- Text:
We did not exclude left-handers because we did not know about this criterion until after our sampling plan was developed. However, we fortuitously targeted classes with relatively few psychology majors, and tracked major so that these participants could be excluded post hoc. Participants were compensated with an entry into a drawing to receive a $25 Amazon gift card, with odds of winning set at 1:20.

We planned to sample at least 42 but no more than 91 participants per group. The minimum was set to provide 0.95 power for the overall average effect size (0.82) across the six prior superstition and performance studies (Damisch et al., 2008, 2010), the maximum to provide similar power for the lower bound of the 95% CI for the effect (0.53). We collected data until our minimum target had been exceeded and our participant pool was depleted, yielding data from 58 controls and 66 superstition-activated participants (power at 0.83 even for the lower-bound effect size estimate). Our sample consisted of 90 females (73%), 28 males (23%) and 6 participants who did not report their gender (5%). No participants were excluded from initial analysis. Although this overrepresents females relative to the target study, the effects of superstition on performance have been demonstrated with all-female samples (Damisch et al., 2010, Study 2).

Materials

Three female research assistants collected all the data for this study. To ensure smooth and even-handed administration of the experiment, each assistant memorized an experimental script and completed at least five practice sessions prior to collecting data. None of the research assistants had read the target article, but were informed that the manipulation could enhance, impair, or have no effect on performance.

Two approximately identical research rooms were used for data collection. Each contained a personal computer with the monitor surrounded by a study carrel for privacy. Each also had an open space for the putting task. The floor was covered with office-grade brown wall-to-wall carpeting.

Participants completed a computerized questionnaire at the beginning to record consent, gender, major, and school year. In addition, text instructions explained that they would complete a golf task because adapting to a new task is a good predictor of future success. This cover story was provided by Damisch (personal communication).

We acquired the same executive putting set (Shivam Putter Set in Black Travel Zipper Pouch, see source list) used in the original research. The set consists of a metal putter, two standard white golf balls, and a square wooden target with an omega-shaped cutout. We replaced the putter, however, with a similar model made for both left- and right-handed putters (Quolf Two-Way Putter), to accommodate left-handed participants.

Damisch et al. (2010) used a putting distance of 100 cm. In a pilot test, we found that students in our undergraduate population are too good at this task, due either to more golf experience or to a slower “green speed” for the carpeting in our research rooms. Controls (n = 8) averaged 8.25/10, considerably higher than the 4.8/10 reported for controls in the original study. We therefore moved the target back to 150 cm to equate difficulty. In a second round of pilot testing at this distance, controls (n = 19) averaged 5.9/10, much closer to the original study. We used this longer putting distance to achieve similar task difficulty. The target itself was placed 100 cm from the wall (Damisch, personal communication), and the starting point for the ball was marked with tape.

To ensure and measure the quality of the replication, we added a quality-control task and a manipulation check via a computerized post golfing task questionnaire. Participants were asked “What did the researcher say to you as she handed you the golf ball?” Participants in the lucky condition passed if they mentioned the word luck (or any of its variants); participants in the control condition passed if they failed to mention the word luck (or any of its variants).

- Task requirements:
A - In the putting study text, how far from the target did the researchers place the ball after their pilot testing?
B - Write the next part of the putting study text, picking up after its last sentence.
The entries can be left aside; neither task uses them.

- Data extract:
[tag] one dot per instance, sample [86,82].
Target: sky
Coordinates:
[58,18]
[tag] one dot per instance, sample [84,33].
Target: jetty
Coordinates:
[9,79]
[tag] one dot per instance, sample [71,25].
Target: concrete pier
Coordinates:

- Final results:
A - 150 cm

B -
Then, participants completed a two-item manipulation check: “Before starting this task, I believed that the golf ball assigned to me was lucky” and “Now that I have completed this task, I believe that the golf ball assigned to me is lucky.” Responses were made on a Likert scale from 1 (= strongly disagree) to 5 (= strongly agree). Note that these manipulation checks were retrospective. Responses could thus be contaminated by their experience on the golf task. This order was used, however, to avoid altering the original protocol. Furthermore, pilot testing suggested that these measures would still elicit the expected group difference in feelings of luck, t(41) = 2.23, p = .031, d = 0.66.

Score sheets were created in advance for each participant with random assignment to the control or superstition-primed group via a random number generator. Score sheets were then printed, and placed in the research rooms for the research assistants to use in sequential order. Condition was indicated on the score sheet as a “C” or “L” to avoid priming participants should they glance at the score sheet.

Procedure

Participants were recruited during down-time in their laboratory class sessions. Volunteers were escorted to the research room one at a time by a research assistant. Upon arrival, the researcher asked the participant to complete the initial portion of the computerized questionnaire, including informed consent, demographics, cover story, and task explanation. The researcher then explained the task again and handed the participant the golf ball, saying either “Here is the ball. So far it has turned out to be a lucky ball” (superstition-activated group) or “This is the ball everyone has used so far” (control group).

Participants then completed the golf task (10 putts). After each shot, the researcher stated “Ok, now for shot X” where X was the next shot. No other feedback was given. After the golf task, the participants completed the quality-control task and manipulation check. The research assistant stood on the other side of the room during this task.

Differences From the Original Study

We conducted a faithful replication of the golf and superstition study by Damisch et al. (2010). The only differences are that we:

  • recruited US college students rather than German college students.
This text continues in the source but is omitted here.